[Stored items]
-- -- --

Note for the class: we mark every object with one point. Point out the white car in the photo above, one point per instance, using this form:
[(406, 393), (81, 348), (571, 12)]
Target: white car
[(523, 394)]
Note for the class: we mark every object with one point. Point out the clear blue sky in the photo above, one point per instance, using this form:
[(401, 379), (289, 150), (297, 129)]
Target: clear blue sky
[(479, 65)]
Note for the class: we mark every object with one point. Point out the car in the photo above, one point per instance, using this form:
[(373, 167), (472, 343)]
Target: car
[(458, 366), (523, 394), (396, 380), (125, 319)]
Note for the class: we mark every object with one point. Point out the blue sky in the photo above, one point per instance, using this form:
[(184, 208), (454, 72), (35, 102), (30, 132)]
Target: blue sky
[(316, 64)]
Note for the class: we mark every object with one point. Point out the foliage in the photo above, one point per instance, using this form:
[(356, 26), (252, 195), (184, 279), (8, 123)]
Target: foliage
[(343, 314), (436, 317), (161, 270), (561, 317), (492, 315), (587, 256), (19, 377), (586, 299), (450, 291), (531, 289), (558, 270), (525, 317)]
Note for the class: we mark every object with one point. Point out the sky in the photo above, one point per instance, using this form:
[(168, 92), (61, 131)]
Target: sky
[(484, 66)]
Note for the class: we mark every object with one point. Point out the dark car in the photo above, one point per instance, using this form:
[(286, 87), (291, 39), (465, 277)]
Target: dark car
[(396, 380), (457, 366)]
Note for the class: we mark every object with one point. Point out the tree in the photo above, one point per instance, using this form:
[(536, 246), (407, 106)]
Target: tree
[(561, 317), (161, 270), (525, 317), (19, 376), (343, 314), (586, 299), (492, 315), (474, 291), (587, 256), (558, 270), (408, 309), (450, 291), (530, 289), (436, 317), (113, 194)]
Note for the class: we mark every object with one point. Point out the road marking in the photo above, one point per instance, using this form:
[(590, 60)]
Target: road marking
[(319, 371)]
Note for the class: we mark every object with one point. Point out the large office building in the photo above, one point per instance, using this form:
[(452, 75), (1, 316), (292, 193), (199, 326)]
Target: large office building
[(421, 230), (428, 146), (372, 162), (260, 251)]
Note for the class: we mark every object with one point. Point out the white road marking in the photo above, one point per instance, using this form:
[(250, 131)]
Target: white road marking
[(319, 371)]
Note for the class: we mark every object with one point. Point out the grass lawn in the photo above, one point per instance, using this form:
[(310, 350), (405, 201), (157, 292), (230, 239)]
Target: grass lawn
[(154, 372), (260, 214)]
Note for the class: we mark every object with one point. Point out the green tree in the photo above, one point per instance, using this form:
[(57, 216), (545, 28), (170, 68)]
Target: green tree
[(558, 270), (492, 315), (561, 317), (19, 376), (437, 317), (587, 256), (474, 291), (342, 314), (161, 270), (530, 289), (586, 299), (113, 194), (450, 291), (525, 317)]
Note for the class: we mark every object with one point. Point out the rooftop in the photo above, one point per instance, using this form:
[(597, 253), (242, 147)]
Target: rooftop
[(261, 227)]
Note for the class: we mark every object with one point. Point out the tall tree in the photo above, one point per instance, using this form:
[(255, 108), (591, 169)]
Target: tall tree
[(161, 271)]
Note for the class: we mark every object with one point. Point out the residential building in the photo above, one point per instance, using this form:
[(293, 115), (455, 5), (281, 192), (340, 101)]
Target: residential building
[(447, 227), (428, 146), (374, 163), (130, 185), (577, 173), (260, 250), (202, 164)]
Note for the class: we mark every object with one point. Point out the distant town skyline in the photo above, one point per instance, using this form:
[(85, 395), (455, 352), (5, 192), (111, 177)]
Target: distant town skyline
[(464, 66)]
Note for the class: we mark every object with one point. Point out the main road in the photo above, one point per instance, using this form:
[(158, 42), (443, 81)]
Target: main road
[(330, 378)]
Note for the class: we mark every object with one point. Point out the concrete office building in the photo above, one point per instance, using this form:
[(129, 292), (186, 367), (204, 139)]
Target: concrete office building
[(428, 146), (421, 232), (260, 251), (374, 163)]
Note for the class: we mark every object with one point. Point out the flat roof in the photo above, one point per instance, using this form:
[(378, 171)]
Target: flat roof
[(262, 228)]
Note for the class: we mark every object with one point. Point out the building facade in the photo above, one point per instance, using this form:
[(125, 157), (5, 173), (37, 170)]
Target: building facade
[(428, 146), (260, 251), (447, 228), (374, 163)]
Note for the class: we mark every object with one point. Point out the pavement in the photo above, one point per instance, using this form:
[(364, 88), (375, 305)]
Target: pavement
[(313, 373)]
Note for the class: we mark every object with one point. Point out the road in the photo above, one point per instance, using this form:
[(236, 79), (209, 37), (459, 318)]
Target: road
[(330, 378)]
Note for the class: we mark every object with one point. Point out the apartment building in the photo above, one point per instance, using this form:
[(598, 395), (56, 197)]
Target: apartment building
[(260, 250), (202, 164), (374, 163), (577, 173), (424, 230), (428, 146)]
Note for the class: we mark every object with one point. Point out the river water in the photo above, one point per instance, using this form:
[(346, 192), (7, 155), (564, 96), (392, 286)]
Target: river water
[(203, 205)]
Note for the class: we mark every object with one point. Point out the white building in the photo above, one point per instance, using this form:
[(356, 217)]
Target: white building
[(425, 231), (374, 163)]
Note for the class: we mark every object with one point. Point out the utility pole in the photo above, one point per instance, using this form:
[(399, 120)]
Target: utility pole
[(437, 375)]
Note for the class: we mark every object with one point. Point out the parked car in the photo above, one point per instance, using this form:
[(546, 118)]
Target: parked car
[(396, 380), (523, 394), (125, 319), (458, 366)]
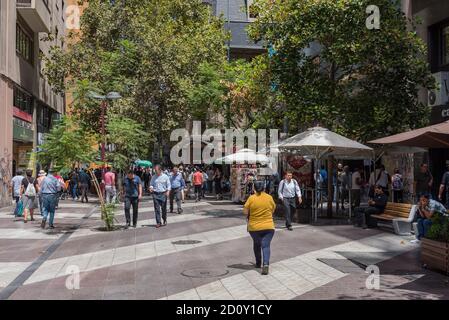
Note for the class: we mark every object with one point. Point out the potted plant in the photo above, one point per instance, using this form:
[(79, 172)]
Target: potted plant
[(435, 246)]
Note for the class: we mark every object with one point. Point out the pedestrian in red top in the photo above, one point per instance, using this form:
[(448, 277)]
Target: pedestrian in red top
[(198, 183)]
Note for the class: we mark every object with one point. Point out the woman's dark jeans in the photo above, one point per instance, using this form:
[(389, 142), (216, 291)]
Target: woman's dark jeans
[(262, 240)]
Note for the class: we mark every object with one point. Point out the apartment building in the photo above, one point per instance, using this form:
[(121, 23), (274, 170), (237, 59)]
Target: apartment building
[(28, 106), (237, 15)]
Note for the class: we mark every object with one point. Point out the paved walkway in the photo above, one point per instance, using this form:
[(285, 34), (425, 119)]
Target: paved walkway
[(205, 253)]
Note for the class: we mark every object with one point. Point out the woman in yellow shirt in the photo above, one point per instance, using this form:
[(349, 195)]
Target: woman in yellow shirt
[(259, 208)]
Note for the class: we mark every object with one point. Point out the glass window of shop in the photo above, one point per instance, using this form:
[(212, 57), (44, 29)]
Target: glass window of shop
[(24, 44), (445, 46), (23, 100)]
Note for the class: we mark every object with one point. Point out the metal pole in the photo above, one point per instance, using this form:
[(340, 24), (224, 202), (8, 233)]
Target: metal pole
[(103, 143), (229, 29)]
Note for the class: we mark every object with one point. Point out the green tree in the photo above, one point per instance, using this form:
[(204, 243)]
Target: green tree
[(147, 51), (129, 139), (332, 70), (66, 145)]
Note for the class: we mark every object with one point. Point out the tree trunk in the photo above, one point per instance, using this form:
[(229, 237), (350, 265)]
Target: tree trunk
[(330, 186)]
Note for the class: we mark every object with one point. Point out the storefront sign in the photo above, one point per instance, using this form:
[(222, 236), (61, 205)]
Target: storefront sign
[(22, 130), (22, 115), (24, 157)]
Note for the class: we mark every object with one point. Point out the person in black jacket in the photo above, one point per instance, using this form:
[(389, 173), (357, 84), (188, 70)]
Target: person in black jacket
[(376, 206)]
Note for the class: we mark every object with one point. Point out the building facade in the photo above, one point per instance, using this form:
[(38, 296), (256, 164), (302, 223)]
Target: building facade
[(28, 106), (434, 30), (237, 16)]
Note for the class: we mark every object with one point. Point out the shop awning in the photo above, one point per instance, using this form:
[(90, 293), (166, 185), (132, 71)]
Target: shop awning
[(435, 136), (320, 142)]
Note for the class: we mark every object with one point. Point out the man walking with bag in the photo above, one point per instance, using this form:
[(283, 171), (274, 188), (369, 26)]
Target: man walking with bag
[(288, 191), (49, 191), (177, 185), (133, 193)]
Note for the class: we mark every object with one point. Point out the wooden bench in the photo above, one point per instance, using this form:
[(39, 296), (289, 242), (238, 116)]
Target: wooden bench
[(401, 215)]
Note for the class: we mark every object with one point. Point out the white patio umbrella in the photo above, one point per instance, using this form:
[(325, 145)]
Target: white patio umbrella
[(318, 143), (244, 156)]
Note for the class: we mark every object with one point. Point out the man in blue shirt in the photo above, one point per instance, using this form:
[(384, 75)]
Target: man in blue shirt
[(177, 184), (132, 186), (160, 187), (49, 192), (16, 183)]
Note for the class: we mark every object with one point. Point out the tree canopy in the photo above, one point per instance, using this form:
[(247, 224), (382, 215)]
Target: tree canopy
[(330, 69)]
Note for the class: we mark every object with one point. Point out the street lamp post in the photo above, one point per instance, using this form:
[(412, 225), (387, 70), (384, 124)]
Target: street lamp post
[(104, 105)]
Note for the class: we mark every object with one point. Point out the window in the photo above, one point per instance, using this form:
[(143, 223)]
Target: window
[(250, 10), (439, 46), (45, 117), (24, 44), (23, 100), (445, 45)]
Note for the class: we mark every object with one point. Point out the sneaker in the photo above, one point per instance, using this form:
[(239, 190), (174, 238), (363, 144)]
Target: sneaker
[(265, 270)]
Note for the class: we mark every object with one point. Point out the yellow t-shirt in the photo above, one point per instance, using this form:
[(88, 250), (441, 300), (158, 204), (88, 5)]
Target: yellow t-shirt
[(261, 208)]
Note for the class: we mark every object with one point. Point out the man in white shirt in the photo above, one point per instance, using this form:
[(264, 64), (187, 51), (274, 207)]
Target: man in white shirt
[(355, 187), (288, 190), (380, 178), (16, 183)]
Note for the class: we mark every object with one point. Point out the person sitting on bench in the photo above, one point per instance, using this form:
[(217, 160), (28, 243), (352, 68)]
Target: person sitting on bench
[(376, 206), (426, 209)]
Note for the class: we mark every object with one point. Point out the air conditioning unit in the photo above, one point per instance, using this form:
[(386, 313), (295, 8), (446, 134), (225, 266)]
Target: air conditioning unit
[(440, 95)]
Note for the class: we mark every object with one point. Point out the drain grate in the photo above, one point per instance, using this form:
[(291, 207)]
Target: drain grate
[(204, 273), (185, 242)]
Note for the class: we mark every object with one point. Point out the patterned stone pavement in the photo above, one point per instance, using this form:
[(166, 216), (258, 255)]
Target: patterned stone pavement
[(205, 253)]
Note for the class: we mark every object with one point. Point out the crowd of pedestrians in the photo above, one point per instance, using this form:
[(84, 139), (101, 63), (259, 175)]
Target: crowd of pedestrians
[(170, 186)]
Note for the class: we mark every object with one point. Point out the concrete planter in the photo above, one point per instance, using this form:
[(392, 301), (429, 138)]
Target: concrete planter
[(435, 255)]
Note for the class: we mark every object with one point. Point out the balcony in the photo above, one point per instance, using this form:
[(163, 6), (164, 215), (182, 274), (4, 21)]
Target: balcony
[(36, 14)]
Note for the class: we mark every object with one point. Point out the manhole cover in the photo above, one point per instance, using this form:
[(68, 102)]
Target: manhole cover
[(205, 273), (186, 242)]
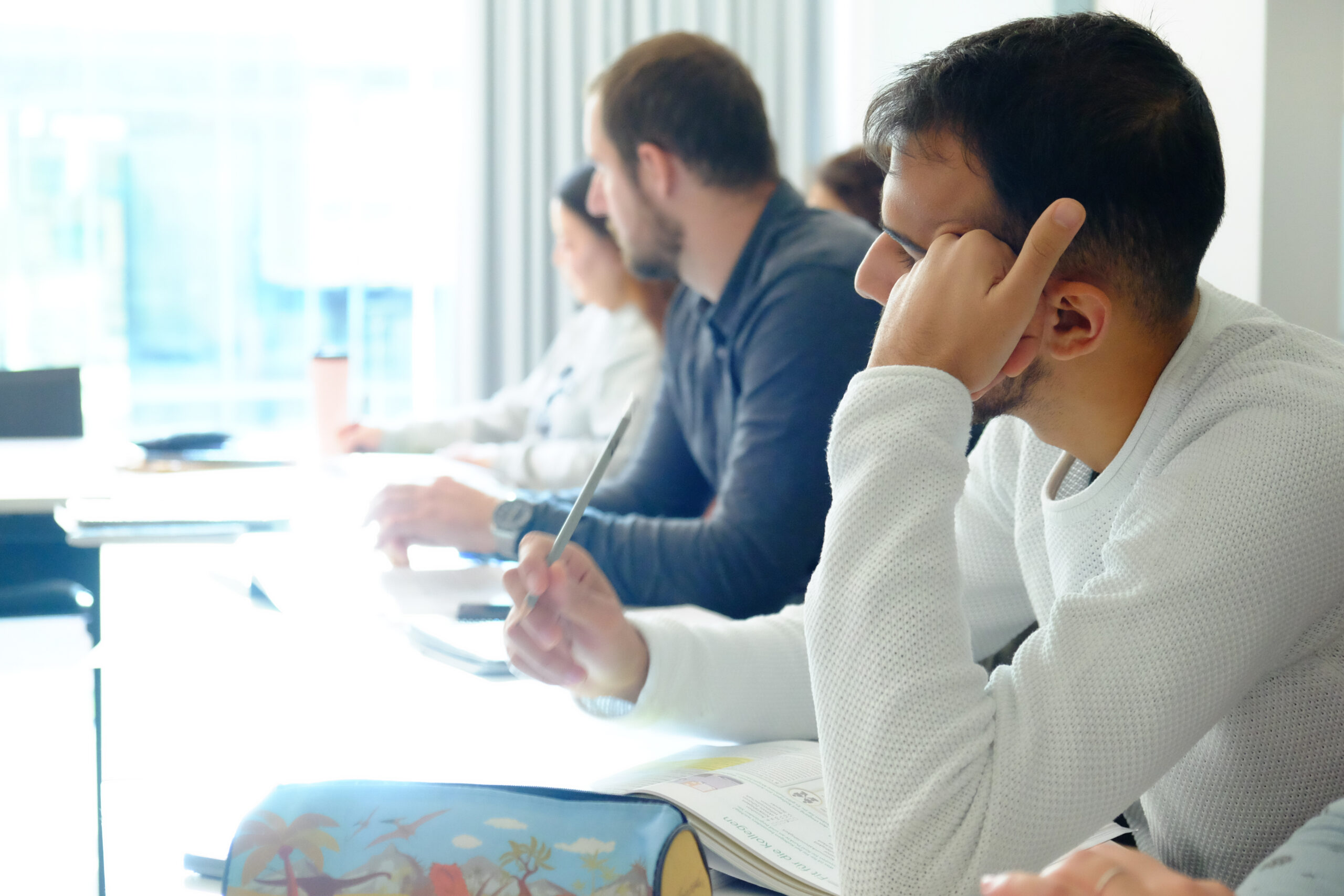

-- -- --

> [WORK REQUEST]
From the data above, output exactly the lines between the one containing "out the shop" and the one containing "[(384, 75)]", counting both of them.

> [RESULT]
Note for the class: we mark every object with one point. Point out the shop awning in the photo above, one point per instance, using this form:
[(90, 293), (166, 185), (132, 71)]
Target: shop awning
[(435, 136), (320, 142)]
Note for the class: we mark every object with one point. Point out the man walking with bag in the photo above, one point per instance, using this form:
[(283, 171), (274, 188), (369, 26)]
Target: man walking with bag
[(288, 191), (49, 191), (177, 185), (133, 193)]
Note for the class: we mark every object with one point. Point out the wooden bench in the photo above, one point per instance, using this form:
[(39, 296), (289, 242), (238, 116)]
Target: wooden bench
[(401, 215)]
Note for the class: we mark every object with one point. Point out the white patio umbrella in the photo above, one point per instance, using this form:
[(325, 145)]
Target: white patio umbrella
[(318, 143), (244, 156)]
Note for the class: we mark every object with one point. Point out the man in blue shirt in the photo above, one point per instance, using this form:
[(384, 75)]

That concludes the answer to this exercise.